Exercise instructions: Reproduce the line containing "Identify the nose" and every line after it through the end of the records. Include nothing else.

[Saved entries]
-- Opening Marker --
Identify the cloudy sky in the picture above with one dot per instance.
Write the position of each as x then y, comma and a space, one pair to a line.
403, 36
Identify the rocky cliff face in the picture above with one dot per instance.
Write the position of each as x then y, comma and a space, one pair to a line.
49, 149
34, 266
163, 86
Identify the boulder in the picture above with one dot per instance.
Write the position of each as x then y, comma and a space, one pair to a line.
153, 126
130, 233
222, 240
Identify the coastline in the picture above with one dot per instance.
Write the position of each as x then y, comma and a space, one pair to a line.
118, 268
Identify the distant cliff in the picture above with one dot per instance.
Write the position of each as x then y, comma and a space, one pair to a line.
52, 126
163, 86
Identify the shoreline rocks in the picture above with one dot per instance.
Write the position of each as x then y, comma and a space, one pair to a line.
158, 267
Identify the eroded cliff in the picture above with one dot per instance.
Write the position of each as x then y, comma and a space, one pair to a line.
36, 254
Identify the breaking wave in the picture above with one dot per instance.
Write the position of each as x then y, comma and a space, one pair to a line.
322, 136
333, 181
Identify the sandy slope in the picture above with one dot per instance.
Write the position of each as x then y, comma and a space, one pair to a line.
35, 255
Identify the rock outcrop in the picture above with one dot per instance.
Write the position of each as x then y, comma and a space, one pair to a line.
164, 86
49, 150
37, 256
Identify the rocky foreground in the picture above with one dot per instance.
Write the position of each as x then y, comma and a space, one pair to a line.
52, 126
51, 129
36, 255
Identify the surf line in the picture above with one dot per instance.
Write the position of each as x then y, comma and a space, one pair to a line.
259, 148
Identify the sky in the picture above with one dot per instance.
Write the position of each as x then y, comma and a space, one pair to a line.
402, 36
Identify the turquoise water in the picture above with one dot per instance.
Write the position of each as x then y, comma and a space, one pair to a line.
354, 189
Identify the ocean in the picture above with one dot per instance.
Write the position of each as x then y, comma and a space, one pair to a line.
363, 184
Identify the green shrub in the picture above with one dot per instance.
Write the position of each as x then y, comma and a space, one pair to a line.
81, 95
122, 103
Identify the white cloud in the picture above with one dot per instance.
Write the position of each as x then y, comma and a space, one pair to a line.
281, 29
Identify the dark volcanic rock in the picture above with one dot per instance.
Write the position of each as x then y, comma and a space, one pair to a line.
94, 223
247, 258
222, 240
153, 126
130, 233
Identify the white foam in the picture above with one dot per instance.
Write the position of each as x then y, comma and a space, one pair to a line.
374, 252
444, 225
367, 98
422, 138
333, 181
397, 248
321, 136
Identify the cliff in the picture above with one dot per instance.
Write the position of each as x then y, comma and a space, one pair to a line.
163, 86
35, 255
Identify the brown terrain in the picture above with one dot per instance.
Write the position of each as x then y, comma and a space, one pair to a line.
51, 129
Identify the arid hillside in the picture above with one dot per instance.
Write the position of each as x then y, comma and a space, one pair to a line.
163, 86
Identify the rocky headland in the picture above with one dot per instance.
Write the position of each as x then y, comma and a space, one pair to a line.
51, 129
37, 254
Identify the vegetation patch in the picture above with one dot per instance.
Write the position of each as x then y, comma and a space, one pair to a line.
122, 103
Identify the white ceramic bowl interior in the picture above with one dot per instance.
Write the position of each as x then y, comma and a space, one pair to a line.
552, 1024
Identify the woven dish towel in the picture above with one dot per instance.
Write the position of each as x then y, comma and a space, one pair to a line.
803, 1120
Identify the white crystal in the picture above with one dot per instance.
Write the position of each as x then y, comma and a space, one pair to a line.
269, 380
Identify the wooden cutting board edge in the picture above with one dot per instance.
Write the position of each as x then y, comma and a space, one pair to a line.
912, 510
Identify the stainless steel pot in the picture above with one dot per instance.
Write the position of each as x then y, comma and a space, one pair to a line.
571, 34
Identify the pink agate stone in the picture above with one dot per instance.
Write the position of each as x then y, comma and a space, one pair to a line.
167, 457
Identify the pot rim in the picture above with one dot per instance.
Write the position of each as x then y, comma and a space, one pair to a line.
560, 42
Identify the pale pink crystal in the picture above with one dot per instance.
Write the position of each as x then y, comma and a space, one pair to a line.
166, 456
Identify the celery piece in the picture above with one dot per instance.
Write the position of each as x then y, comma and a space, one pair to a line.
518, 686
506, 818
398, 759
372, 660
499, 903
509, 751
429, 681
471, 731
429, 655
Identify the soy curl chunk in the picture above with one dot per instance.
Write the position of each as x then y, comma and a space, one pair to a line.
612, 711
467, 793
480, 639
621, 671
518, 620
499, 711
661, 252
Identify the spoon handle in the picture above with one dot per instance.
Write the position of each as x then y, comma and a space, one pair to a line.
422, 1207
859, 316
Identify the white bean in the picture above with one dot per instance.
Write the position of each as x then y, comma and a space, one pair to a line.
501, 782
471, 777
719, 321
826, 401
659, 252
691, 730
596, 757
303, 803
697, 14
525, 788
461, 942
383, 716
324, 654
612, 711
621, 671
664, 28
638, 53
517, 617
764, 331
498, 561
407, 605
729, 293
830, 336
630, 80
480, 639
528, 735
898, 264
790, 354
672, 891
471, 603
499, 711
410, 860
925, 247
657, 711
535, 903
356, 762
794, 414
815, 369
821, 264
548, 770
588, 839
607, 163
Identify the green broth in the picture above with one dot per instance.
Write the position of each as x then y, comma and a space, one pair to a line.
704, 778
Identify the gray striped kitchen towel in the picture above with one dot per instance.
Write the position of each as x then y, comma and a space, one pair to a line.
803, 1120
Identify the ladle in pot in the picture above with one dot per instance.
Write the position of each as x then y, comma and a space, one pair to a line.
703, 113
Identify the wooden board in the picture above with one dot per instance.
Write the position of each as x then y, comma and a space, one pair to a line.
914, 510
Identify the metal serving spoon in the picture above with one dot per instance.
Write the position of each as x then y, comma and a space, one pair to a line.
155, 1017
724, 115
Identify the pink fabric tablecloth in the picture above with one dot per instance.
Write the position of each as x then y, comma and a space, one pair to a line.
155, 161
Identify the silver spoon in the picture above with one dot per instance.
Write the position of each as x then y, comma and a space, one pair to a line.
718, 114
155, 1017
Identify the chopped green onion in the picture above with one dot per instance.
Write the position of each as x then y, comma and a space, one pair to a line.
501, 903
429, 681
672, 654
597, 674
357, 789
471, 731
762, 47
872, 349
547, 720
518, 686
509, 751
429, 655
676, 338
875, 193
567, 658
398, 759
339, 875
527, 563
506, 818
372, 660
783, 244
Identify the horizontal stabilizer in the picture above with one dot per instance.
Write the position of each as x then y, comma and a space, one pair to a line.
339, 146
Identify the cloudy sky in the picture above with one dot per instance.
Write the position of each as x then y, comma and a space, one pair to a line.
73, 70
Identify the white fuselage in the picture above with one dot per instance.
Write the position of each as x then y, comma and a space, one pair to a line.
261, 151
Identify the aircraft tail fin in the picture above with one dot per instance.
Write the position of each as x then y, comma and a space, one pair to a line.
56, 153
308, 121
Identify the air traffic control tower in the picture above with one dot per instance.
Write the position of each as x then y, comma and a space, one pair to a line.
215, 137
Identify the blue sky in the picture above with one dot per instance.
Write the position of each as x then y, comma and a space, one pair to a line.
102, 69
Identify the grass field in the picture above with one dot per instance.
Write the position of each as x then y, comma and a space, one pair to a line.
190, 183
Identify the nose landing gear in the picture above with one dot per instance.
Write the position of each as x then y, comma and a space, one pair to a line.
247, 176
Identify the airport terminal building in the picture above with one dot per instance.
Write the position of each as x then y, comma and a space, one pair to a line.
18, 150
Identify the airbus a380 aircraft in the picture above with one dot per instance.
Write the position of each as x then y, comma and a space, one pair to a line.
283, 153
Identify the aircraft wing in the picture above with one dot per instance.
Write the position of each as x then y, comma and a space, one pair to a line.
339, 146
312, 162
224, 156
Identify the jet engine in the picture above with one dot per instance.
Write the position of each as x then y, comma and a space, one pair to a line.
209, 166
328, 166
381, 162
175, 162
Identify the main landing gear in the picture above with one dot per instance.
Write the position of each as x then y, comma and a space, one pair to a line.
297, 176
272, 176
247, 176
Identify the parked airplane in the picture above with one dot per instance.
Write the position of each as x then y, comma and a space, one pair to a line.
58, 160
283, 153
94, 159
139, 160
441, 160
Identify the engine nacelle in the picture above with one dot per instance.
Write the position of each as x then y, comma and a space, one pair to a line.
-- Closing Marker --
Solution for this task:
Identify the nose landing gear in the picture above with one dot per instance.
Write the position of each as x then y, comma and a space, one pair to a line.
247, 176
Identify the airport terminal building in the picture above with one dot per instance.
Write the position of each as x then y, comma and a space, one pair to a line.
18, 150
Identify the airbus a380 aircraft in the picture above with one dot per instance.
Write the position of each as x then y, comma and a space, one pair to a line.
283, 153
Identify the aircraft wing in the picture above with one dot per instance.
Write the position of each as x then y, comma and a space, one pair to a line.
339, 146
312, 162
224, 156
Identify the jet engine in the picture above with one dot per instance.
Write the position of each as x then y, comma and a space, one pair to a line.
209, 166
328, 166
381, 162
175, 162
Identify the main landing gear in the picture above with one dot per instance.
Write the position of each as x then y, comma and a space, one pair to a line.
297, 176
272, 176
247, 176
Identify the parked airplane in the picture above with one dot per instance.
Write the position of each as x then y, comma and a space, one pair to a line.
58, 160
283, 153
94, 159
139, 160
441, 160
Identify the engine nacelle in the picture above with one dot per instance.
Write the position of each as x then y, comma and a space, one pair to a line.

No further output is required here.